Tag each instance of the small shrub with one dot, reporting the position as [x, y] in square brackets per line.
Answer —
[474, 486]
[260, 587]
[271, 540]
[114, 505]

────────────────────

TASK STATEMENT ▸
Please arrange the lines of the records above as a JSON list of strings, one string per line, leaving out blank lines.

OUTPUT OF THE EXERCISE ▸
[
  "Tag each instance of the small shrub with one dot, reporting the position as [x, y] in square brackets per line.",
  "Answer —",
  "[474, 486]",
  "[260, 587]",
  "[271, 540]",
  "[114, 505]"
]